■ **What you will do**
Each line from the one containing "target | black equipment cabinet" through the final line of the records is to be repeated exactly, with no additions.

■ **Task input**
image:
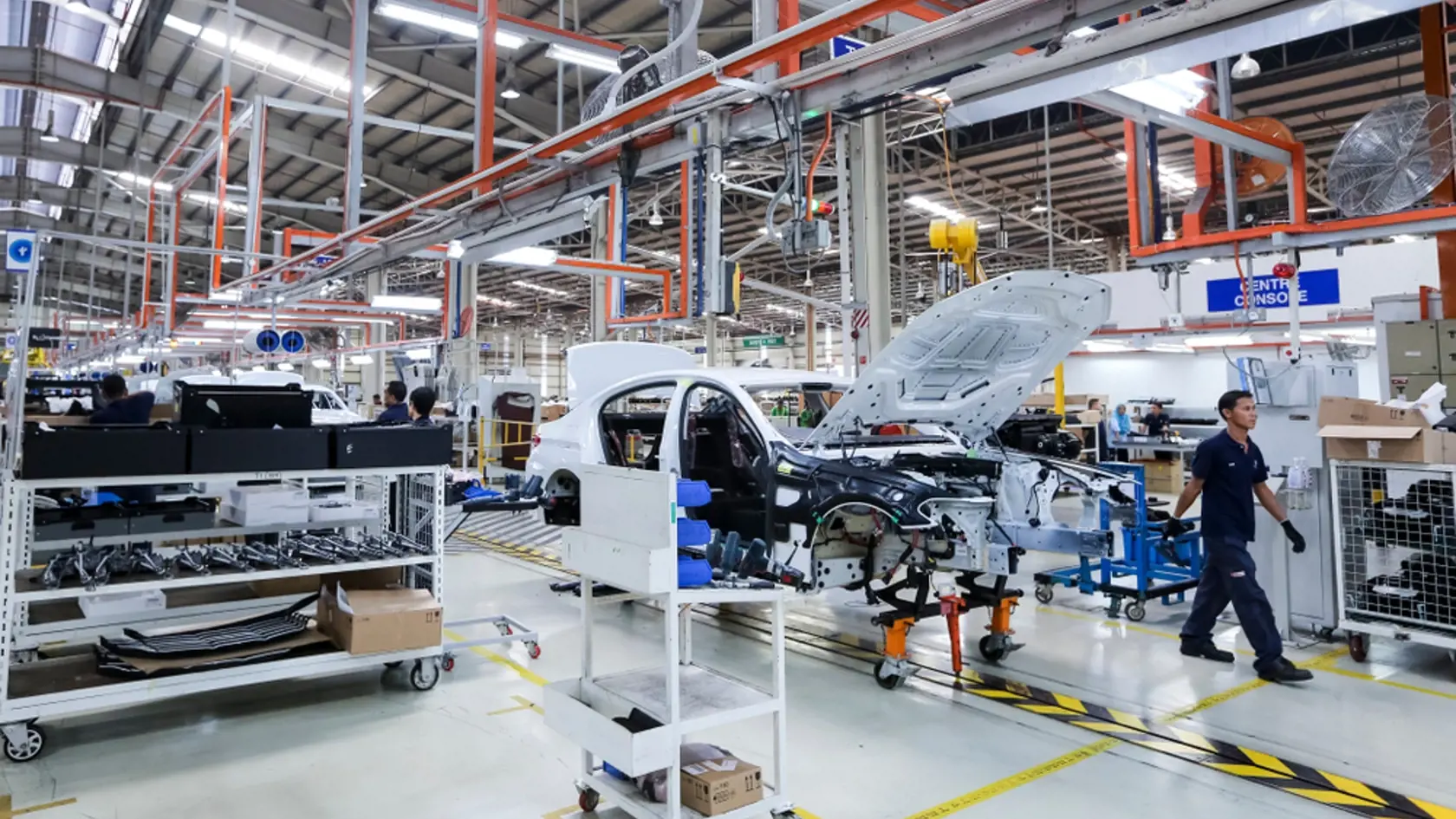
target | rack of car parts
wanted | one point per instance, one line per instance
(252, 577)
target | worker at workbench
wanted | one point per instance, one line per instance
(395, 408)
(124, 408)
(1229, 471)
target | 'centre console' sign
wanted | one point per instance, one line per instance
(1271, 292)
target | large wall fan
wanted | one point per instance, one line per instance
(1394, 156)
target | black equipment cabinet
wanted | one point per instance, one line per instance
(373, 446)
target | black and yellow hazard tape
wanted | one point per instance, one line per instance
(1143, 731)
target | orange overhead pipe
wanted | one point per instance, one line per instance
(1438, 79)
(743, 66)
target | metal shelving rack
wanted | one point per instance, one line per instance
(18, 713)
(638, 553)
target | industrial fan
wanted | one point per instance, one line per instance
(1394, 156)
(1256, 173)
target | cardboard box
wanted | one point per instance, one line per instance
(717, 786)
(1355, 429)
(367, 621)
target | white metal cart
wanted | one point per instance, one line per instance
(627, 539)
(1395, 551)
(40, 690)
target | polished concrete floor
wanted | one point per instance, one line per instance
(477, 748)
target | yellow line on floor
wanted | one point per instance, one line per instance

■ **Problem solution**
target | black equipment cabinet
wanted | one point per instance, one line per instance
(373, 446)
target | black and yellow hazard tape
wanted | one point per instance, one line per instance
(1143, 731)
target | orange overhead pipe
wanted | one point per instance, one line per instance
(1438, 79)
(743, 66)
target | metal shelving rack
wanted | one point per instance, one line per instance
(18, 713)
(638, 553)
target | industrial fan
wanted | one point per instance, one line per instance
(1394, 156)
(1256, 173)
target | cardboard box
wanted | one point per instance, one line per instance
(717, 786)
(1355, 429)
(367, 621)
target | white metal cart
wanted | one point per instance, one line per instance
(627, 539)
(1395, 551)
(40, 690)
target | polished concrete floor
wanted | one point per instance, one line per instance
(477, 748)
target | yellow line on floor
wanted | one point per instance, one line per instance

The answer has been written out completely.